• Shape boundary entries:
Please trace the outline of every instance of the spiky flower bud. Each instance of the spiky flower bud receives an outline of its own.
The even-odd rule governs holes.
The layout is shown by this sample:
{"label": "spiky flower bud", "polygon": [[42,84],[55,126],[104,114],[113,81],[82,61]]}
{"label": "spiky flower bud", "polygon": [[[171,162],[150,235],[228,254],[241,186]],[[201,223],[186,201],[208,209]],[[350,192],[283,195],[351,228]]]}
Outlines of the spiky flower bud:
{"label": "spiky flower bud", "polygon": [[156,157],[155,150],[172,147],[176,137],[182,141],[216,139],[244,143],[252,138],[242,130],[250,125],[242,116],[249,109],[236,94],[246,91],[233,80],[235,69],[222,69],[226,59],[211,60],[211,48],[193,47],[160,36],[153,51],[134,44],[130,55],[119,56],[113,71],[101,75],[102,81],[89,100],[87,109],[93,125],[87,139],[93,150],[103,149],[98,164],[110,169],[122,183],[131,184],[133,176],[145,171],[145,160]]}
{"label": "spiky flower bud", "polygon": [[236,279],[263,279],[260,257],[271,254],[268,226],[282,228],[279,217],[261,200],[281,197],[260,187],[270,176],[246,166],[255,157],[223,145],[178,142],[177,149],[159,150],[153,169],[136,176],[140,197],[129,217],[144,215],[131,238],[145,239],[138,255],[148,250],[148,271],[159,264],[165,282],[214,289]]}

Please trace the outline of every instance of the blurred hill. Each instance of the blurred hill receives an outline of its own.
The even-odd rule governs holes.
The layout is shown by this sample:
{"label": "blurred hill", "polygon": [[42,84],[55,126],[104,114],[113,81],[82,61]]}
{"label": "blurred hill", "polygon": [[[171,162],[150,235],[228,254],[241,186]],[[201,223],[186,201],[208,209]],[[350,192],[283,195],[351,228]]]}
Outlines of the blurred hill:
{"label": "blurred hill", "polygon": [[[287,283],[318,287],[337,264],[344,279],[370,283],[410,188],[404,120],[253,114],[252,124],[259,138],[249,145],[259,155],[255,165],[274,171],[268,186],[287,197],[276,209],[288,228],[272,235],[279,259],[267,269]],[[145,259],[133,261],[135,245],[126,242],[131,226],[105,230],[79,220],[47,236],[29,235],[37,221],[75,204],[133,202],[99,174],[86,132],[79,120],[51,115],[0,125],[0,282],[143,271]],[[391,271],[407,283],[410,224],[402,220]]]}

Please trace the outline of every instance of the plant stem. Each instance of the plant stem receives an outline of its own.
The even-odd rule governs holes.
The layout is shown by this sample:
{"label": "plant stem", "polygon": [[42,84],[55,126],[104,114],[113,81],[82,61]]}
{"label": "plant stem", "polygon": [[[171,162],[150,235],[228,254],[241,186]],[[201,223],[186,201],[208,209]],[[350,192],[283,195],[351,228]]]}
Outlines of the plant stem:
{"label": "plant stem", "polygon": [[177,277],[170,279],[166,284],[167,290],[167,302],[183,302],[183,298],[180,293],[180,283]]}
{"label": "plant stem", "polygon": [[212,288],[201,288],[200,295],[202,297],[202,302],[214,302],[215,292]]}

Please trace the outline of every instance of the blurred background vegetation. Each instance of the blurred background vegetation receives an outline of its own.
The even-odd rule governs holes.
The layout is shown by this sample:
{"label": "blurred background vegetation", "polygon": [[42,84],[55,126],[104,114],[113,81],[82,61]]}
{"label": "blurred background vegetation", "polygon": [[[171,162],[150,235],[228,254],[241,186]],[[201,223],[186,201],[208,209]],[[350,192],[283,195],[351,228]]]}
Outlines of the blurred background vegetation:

• REQUIREMENT: Copy every row above word for word, leaving each line unchanged.

• PROBLEM SOLUTION:
Please trace the outline of every instance of the spiky flower bud. Each instance of the spiky flower bud receives an outline of its own.
The even-odd rule governs holes.
The layout is shown by this sample:
{"label": "spiky flower bud", "polygon": [[42,84],[55,126],[104,114],[113,81],[82,61]]}
{"label": "spiky flower bud", "polygon": [[[171,162],[150,235],[228,254],[241,186]],[[201,223],[186,201],[208,209]],[[350,192],[283,195],[351,228]]]}
Outlines of the spiky flower bud:
{"label": "spiky flower bud", "polygon": [[156,157],[155,150],[172,147],[176,137],[182,141],[216,139],[244,143],[252,138],[242,130],[250,125],[242,116],[249,109],[236,94],[246,91],[233,80],[235,69],[222,69],[226,59],[211,60],[211,48],[193,47],[160,36],[153,51],[134,44],[130,55],[119,56],[113,71],[101,75],[102,81],[89,100],[87,109],[93,125],[87,139],[93,150],[103,149],[98,164],[110,169],[122,183],[131,184],[133,176],[145,171],[145,160]]}
{"label": "spiky flower bud", "polygon": [[236,279],[263,279],[260,257],[271,254],[268,226],[282,228],[279,217],[261,200],[281,197],[260,187],[270,176],[246,166],[255,157],[223,145],[178,142],[177,149],[159,150],[153,169],[136,176],[140,197],[129,217],[144,215],[131,238],[145,239],[138,255],[148,250],[148,271],[159,264],[165,282],[214,289]]}

Please trace the outline of every instance of the blurred hill. Each instance of the blurred hill receives an outline of its own.
The even-odd rule governs holes.
The layout is shown by this sample:
{"label": "blurred hill", "polygon": [[42,84],[55,126],[104,114],[113,81],[82,61]]}
{"label": "blurred hill", "polygon": [[[171,162],[150,235],[228,254],[241,186]],[[201,223],[186,201],[208,209]],[[350,192],[283,195],[351,228]]]}
Outlines of the blurred hill:
{"label": "blurred hill", "polygon": [[[287,283],[318,287],[337,264],[344,279],[370,283],[410,188],[404,120],[253,114],[252,124],[259,138],[249,145],[259,155],[255,165],[274,171],[268,186],[287,197],[276,209],[288,228],[272,235],[279,259],[267,269]],[[145,259],[133,261],[135,245],[126,242],[131,226],[105,230],[79,220],[47,236],[29,235],[37,221],[75,204],[133,202],[99,174],[86,132],[79,120],[51,115],[0,125],[0,282],[143,271]],[[391,271],[407,283],[410,224],[402,220]]]}

Please trace the outline of every instance of the plant stem. Each instance of the plant stem receives an outline of its own.
The even-odd rule governs holes.
The layout is shown by this sample:
{"label": "plant stem", "polygon": [[42,84],[55,126],[104,114],[113,81],[82,61]]}
{"label": "plant stem", "polygon": [[[171,162],[150,235],[228,254],[241,186]],[[201,223],[186,201],[208,209]],[[350,192],[283,195],[351,228]]]}
Outlines of the plant stem:
{"label": "plant stem", "polygon": [[177,277],[170,279],[166,284],[167,290],[167,302],[183,302],[183,298],[180,293],[180,283]]}
{"label": "plant stem", "polygon": [[212,288],[201,288],[200,295],[202,297],[202,302],[214,302],[215,292]]}

Please trace the outline of every instance of the blurred background vegetation. Each instance of the blurred background vegetation receives an outline of its own.
The even-odd rule governs holes.
The layout is shown by this sample:
{"label": "blurred background vegetation", "polygon": [[42,84],[55,126],[104,114],[113,81],[82,61]]}
{"label": "blurred background vegetation", "polygon": [[[171,162],[150,235],[228,254],[241,186]],[[201,223],[186,201],[208,209]],[[350,192],[283,195],[351,228]]]}
Outlines of the blurred background vegetation:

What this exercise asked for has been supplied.